◆ **Selected extract**
==========
- Born: Richard John Watts-Tobin March 17, 1934
- Died: April 26, 2016 (aged 82)
- Known for: Co-author of the 1961 paper on the genetic code; contributions to time-dependent Ginzburg–Landau theory
- Scientific career
- Fields: Theoretical physics
- Institutions: MRC Laboratory of Molecular Biology, Lancaster University

= Richard Watts-Tobin =

British physicist (1934–2016)

Richard John Watts-Tobin (17 March 1934 – 26 April 2016) was a British physicist known for his contributions to the theory of superconductivity and for his co-authorship of a landmark 1961 paper on the genetic code with Francis Crick and Sydney Brenner.

==Scientific contributions==
Early in his career, Watts-Tobin was a co-author of the influential 1961 Nature paper “General nature of the genetic code for proteins”, which provided key experimental evidence that the genetic code is based on triplets of nucleotides. The work used genetic experiments in T4 bacteriophages to demonstrate that mutations affecting the reading frame supported a triplet coding system. The paper has been described by Charles Yanofsky as a "landmark" study and by Robin Holliday as "a masterpiece of genetic analysis".
==========
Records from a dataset
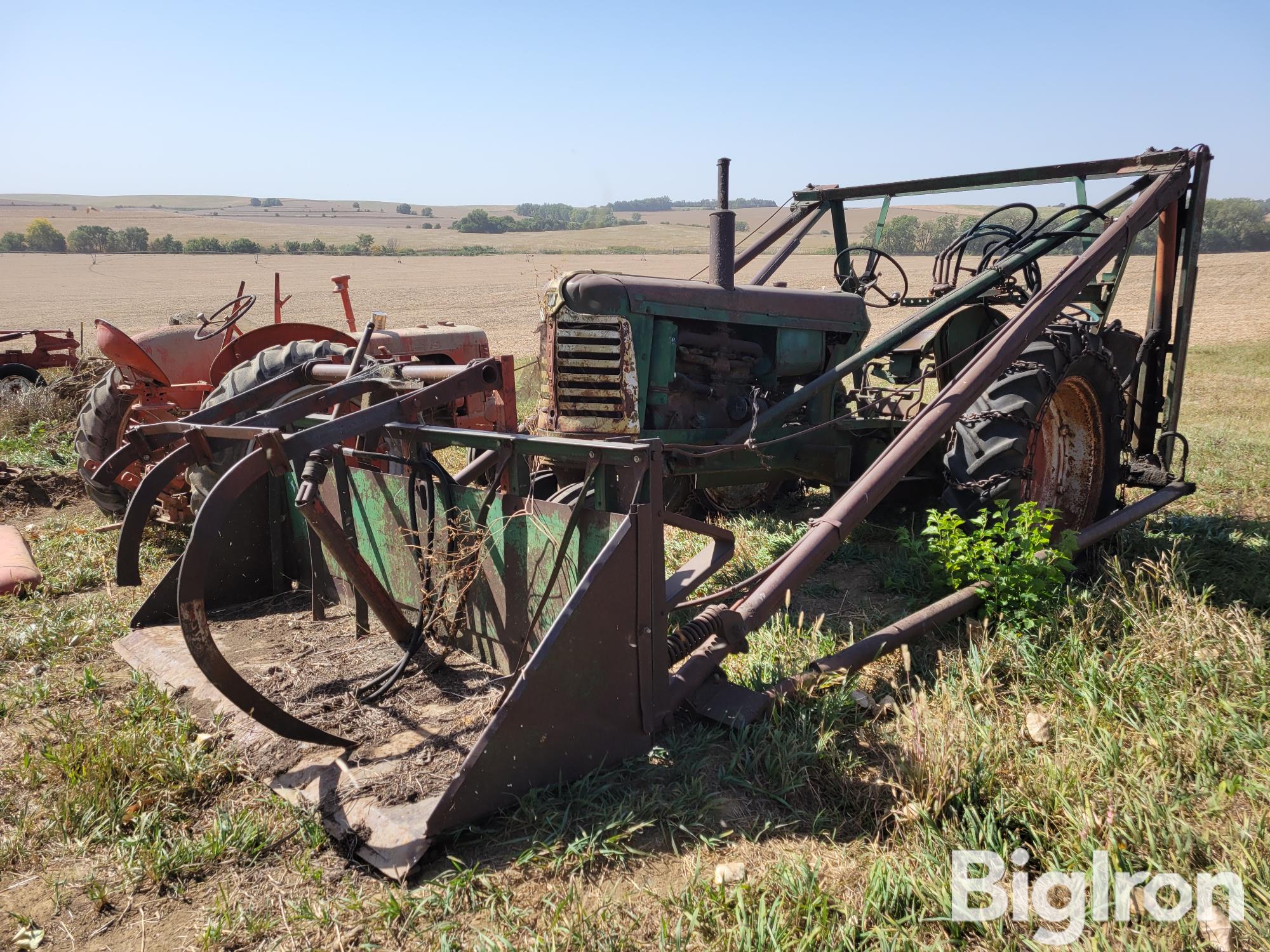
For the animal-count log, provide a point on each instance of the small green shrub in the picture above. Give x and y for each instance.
(1012, 550)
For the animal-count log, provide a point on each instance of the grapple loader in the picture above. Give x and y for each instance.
(529, 586)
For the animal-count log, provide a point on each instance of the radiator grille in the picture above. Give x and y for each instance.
(589, 367)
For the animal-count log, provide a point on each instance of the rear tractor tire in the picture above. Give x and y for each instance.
(102, 422)
(261, 369)
(1047, 431)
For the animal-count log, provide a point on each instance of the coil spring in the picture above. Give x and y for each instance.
(685, 639)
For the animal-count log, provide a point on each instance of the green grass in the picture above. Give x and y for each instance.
(1151, 667)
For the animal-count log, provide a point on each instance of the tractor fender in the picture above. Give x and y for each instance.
(952, 341)
(246, 347)
(448, 343)
(166, 356)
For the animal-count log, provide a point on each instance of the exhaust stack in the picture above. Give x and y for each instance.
(723, 235)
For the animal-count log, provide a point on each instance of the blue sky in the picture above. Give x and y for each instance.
(502, 103)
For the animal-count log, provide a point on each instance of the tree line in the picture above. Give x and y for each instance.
(664, 204)
(1230, 225)
(101, 239)
(543, 218)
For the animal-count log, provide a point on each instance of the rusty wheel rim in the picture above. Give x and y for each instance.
(1067, 455)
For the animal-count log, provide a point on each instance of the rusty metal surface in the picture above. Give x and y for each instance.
(253, 342)
(946, 610)
(1147, 163)
(930, 426)
(575, 705)
(48, 350)
(220, 506)
(166, 355)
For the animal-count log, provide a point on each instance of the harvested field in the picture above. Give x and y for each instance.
(497, 293)
(337, 223)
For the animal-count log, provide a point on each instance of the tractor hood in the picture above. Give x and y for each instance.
(596, 293)
(166, 355)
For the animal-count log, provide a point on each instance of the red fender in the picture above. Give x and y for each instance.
(166, 355)
(248, 346)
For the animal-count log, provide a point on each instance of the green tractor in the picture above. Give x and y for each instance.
(755, 388)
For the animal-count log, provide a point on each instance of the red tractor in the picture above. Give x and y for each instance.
(21, 371)
(170, 373)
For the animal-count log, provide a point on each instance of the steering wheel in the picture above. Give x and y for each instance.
(213, 327)
(868, 281)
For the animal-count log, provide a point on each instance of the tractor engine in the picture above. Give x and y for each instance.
(684, 361)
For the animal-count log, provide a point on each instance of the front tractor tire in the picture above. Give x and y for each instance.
(1047, 431)
(102, 422)
(261, 369)
(17, 379)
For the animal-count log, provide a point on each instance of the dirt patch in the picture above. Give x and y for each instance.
(35, 488)
(314, 670)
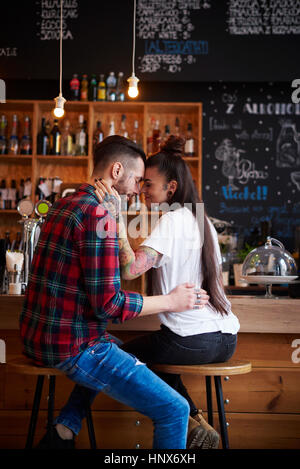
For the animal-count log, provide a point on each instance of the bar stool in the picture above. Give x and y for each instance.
(231, 367)
(25, 366)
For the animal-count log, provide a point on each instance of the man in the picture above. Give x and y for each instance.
(74, 289)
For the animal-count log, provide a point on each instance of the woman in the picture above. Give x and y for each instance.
(174, 249)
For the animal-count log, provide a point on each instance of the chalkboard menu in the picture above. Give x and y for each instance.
(251, 157)
(183, 40)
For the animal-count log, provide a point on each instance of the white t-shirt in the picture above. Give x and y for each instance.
(177, 237)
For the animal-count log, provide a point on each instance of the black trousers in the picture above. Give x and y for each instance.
(164, 346)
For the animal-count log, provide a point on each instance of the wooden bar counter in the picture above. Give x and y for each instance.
(263, 407)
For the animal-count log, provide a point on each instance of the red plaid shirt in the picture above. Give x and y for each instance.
(74, 282)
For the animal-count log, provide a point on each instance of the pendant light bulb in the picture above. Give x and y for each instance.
(59, 106)
(133, 90)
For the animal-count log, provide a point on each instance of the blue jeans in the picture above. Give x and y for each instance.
(105, 367)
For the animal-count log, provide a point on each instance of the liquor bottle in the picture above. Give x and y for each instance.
(136, 136)
(3, 143)
(111, 87)
(43, 140)
(101, 95)
(27, 188)
(7, 241)
(123, 130)
(74, 88)
(111, 129)
(55, 139)
(17, 244)
(80, 138)
(150, 136)
(177, 131)
(120, 91)
(26, 139)
(189, 147)
(4, 194)
(12, 195)
(13, 140)
(166, 135)
(38, 191)
(98, 135)
(84, 88)
(66, 139)
(20, 193)
(93, 89)
(156, 137)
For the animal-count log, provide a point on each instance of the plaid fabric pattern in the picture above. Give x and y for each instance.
(74, 282)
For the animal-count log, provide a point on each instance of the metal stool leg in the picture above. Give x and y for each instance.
(34, 412)
(51, 398)
(209, 401)
(90, 425)
(221, 411)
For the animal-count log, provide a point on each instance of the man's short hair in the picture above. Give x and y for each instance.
(116, 148)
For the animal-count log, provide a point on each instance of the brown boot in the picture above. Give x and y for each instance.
(200, 434)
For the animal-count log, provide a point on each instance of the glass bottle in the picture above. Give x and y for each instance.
(26, 138)
(177, 131)
(111, 129)
(166, 135)
(55, 139)
(3, 143)
(111, 87)
(136, 136)
(80, 138)
(120, 91)
(4, 194)
(43, 140)
(7, 241)
(13, 140)
(98, 135)
(27, 188)
(93, 89)
(12, 195)
(189, 147)
(74, 88)
(66, 139)
(84, 88)
(156, 137)
(150, 136)
(20, 193)
(123, 130)
(101, 92)
(17, 244)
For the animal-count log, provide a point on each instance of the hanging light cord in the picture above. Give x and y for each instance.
(60, 50)
(133, 47)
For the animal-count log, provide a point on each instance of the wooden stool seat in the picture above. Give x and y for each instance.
(26, 366)
(231, 367)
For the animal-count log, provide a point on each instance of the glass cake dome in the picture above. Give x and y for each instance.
(269, 264)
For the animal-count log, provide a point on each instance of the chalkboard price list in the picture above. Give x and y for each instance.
(166, 30)
(48, 19)
(262, 17)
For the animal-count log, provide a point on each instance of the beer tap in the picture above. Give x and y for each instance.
(31, 229)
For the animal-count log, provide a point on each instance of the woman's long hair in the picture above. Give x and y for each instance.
(169, 162)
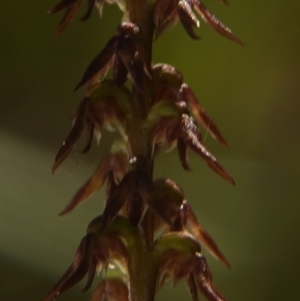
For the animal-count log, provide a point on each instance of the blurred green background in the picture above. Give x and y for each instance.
(252, 92)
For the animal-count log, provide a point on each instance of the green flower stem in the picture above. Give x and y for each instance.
(141, 13)
(142, 271)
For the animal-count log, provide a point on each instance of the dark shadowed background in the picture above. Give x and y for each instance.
(252, 93)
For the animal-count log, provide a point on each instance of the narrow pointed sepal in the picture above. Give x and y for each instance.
(212, 21)
(187, 17)
(100, 64)
(187, 95)
(74, 135)
(115, 163)
(190, 134)
(203, 279)
(192, 287)
(201, 234)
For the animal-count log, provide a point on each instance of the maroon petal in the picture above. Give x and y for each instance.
(192, 287)
(183, 153)
(164, 15)
(188, 18)
(98, 67)
(211, 20)
(203, 279)
(114, 162)
(135, 208)
(118, 199)
(62, 5)
(199, 113)
(120, 72)
(190, 134)
(147, 191)
(200, 233)
(77, 270)
(128, 54)
(74, 135)
(91, 127)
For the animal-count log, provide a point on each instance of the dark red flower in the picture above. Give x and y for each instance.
(122, 53)
(167, 12)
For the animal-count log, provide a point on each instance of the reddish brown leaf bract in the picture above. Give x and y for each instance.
(74, 135)
(115, 163)
(211, 20)
(100, 64)
(169, 11)
(81, 265)
(187, 17)
(200, 233)
(199, 113)
(190, 135)
(203, 279)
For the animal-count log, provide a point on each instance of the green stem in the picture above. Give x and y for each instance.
(142, 270)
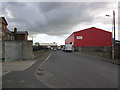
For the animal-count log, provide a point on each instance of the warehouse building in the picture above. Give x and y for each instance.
(91, 40)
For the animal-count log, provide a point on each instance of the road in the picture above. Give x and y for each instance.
(65, 70)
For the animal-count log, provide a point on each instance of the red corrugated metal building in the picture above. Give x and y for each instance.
(90, 37)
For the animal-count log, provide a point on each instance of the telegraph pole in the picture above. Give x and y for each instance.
(114, 33)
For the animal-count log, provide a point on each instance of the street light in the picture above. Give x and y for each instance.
(113, 46)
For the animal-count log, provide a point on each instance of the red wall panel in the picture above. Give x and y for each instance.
(92, 37)
(70, 39)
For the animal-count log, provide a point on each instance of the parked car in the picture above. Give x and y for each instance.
(68, 47)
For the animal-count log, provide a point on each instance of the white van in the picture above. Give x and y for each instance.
(68, 47)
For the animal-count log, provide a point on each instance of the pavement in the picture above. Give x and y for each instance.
(113, 61)
(19, 65)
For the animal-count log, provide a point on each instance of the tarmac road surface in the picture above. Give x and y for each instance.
(65, 70)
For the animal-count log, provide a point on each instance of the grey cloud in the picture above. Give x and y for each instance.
(52, 18)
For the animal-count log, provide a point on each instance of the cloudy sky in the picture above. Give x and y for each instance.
(55, 21)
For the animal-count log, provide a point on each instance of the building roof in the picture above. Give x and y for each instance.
(21, 32)
(91, 29)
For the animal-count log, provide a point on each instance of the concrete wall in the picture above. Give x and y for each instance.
(17, 50)
(13, 51)
(27, 49)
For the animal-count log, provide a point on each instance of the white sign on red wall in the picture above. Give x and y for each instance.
(79, 37)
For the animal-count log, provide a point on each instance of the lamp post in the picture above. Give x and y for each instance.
(113, 32)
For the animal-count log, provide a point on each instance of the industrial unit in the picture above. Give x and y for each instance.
(90, 38)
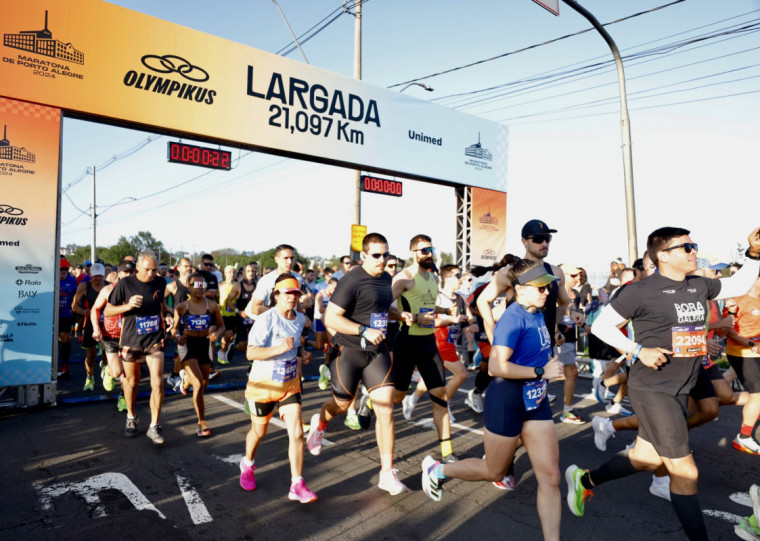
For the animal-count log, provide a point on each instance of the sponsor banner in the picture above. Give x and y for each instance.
(488, 225)
(29, 157)
(96, 58)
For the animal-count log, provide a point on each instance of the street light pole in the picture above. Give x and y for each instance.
(625, 127)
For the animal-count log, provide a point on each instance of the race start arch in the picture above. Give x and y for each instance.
(105, 63)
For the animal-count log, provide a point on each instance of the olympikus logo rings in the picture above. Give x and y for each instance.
(175, 64)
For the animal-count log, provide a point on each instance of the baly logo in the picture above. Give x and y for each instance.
(41, 46)
(10, 216)
(178, 78)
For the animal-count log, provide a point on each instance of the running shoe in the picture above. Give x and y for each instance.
(105, 375)
(154, 433)
(324, 377)
(390, 483)
(746, 445)
(507, 483)
(616, 408)
(314, 443)
(746, 531)
(407, 407)
(603, 430)
(598, 390)
(121, 403)
(660, 487)
(247, 478)
(571, 417)
(754, 495)
(576, 493)
(431, 484)
(474, 401)
(203, 430)
(184, 383)
(300, 492)
(352, 421)
(130, 431)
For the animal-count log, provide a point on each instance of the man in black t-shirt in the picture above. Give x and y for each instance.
(139, 299)
(358, 313)
(669, 313)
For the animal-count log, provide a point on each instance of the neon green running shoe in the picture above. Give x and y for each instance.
(576, 493)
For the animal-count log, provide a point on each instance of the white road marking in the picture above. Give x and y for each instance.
(273, 421)
(728, 517)
(195, 506)
(89, 491)
(742, 498)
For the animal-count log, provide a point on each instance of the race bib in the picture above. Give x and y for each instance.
(689, 341)
(147, 324)
(379, 321)
(534, 392)
(197, 323)
(453, 334)
(425, 311)
(284, 370)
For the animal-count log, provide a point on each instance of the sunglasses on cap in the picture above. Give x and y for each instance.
(379, 255)
(687, 247)
(540, 239)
==========
◆ **Activity**
Write the next part of the biography of Richard Watts-Tobin, starting after its final sentence. The data plays no role in what is asked here.

◆ **Exercise answer**
Watts-Tobin also co-authored a subsequent 1967 study that extended the genetic analysis of T4 mutations to strains with as many as six frameshifts.

Although trained as a mathematician and physicist, Watts-Tobin worked at the Medical Research Council Laboratory of Molecular Biology during this period, contributing to experiments on mutagenesis and genetic coding alongside Brenner and Crick.

Later in his career, Watts-Tobin returned to his focus on physics, and embarked on studies of theoretical condensed matter physics, particularly superconductivity. His work included studies of thermodynamic properties of type II superconductors using extensions of BCS theory, as well as nonequilibrium phenomena in current-carrying superconducting systems. In this context, he contributed, with Lorenz Kramer, to the development of a generalized form of the Ginzburg–Landau framework, often referred to as the time-dependent Ginzburg–Landau theory, extending it to account for finite inelastic scattering processes and nonequilibrium effects in superconductors. This generalized framework is used in theoretical and computational studies of superconducting dynamics.

==Academic career==
Watts-Tobin studied mathematics at Trinity College, Cambridge, where he completed a PhD in 1961.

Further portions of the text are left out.